*** TEXTE EXTRAIT

ENCORE DES IDÉES FAUSSES
Nous avons vu dans les chapitres précédents qu’il était inutile et coûteux de chercher à tout prix un réseau étanche et qu’il était onéreux et parfois dangereux de créer un réseau parallèle d’eau « brute », non traitée. Mais ce n’est pas tout.
Il n’est pas facile d’empoisonner un réseau d’eau
Jean-Christophe Rufin50 l’imagine, mais l’empoisonnement bactériologique ou chimique d’un réseau reste une entreprise techniquement difficile. Dans les grandes villes, les débits sont trop élevés et les réservoirs trop grands, le poison serait donc très dilué.
S’il existait un poison efficace à la dose de 1 gramme par litre, l’empoisonnement criminel d’un réservoir de 5 000 m3 nécessiterait d’y déverser 5 tonnes de poison. Or il n’existe nulle part de tels volumes en stock et il est difficile, sans donner l’alarme, de se procurer de telles quantités. Cette substance, par essence dangereuse, risquerait en outre de tuer les criminels potentiels. Un camion-citerne de 5 m3 ne peut pas être introduit facilement à proximité d’un réservoir. Sa vidange nécessiterait dix minutes, vingt minutes ou une heure selon la puissance de la pompe qui ferait le transfert. Difficile, très difficile, pas impossible cependant : les réservoirs des grandes villes sont donc protégés, multiples barrières à l’entrée, contrôle, vidéosurveillance, alarmes, vigiles...

******
*** DONNÉES RECUEILLIES

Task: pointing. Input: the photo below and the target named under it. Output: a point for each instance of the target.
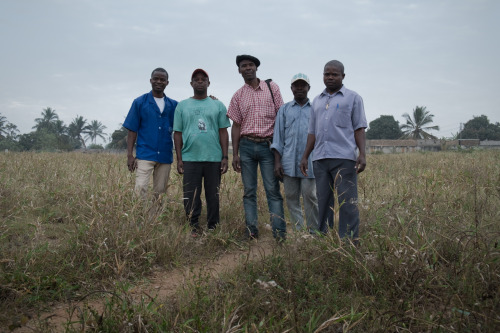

******

Citez en entier le texte extrait sur l'empoisonnement des réseaux d'eau, sans en modifier un seul mot.

ENCORE DES IDÉES FAUSSES
Nous avons vu dans les chapitres précédents qu’il était inutile et coûteux de chercher à tout prix un réseau étanche et qu’il était onéreux et parfois dangereux de créer un réseau parallèle d’eau « brute », non traitée. Mais ce n’est pas tout.
Il n’est pas facile d’empoisonner un réseau d’eau
Jean-Christophe Rufin50 l’imagine, mais l’empoisonnement bactériologique ou chimique d’un réseau reste une entreprise techniquement difficile. Dans les grandes villes, les débits sont trop élevés et les réservoirs trop grands, le poison serait donc très dilué.
S’il existait un poison efficace à la dose de 1 gramme par litre, l’empoisonnement criminel d’un réservoir de 5 000 m3 nécessiterait d’y déverser 5 tonnes de poison. Or il n’existe nulle part de tels volumes en stock et il est difficile, sans donner l’alarme, de se procurer de telles quantités. Cette substance, par essence dangereuse, risquerait en outre de tuer les criminels potentiels. Un camion-citerne de 5 m3 ne peut pas être introduit facilement à proximité d’un réservoir. Sa vidange nécessiterait dix minutes, vingt minutes ou une heure selon la puissance de la pompe qui ferait le transfert. Difficile, très difficile, pas impossible cependant : les réservoirs des grandes villes sont donc protégés, multiples barrières à l’entrée, contrôle, vidéosurveillance, alarmes, vigiles...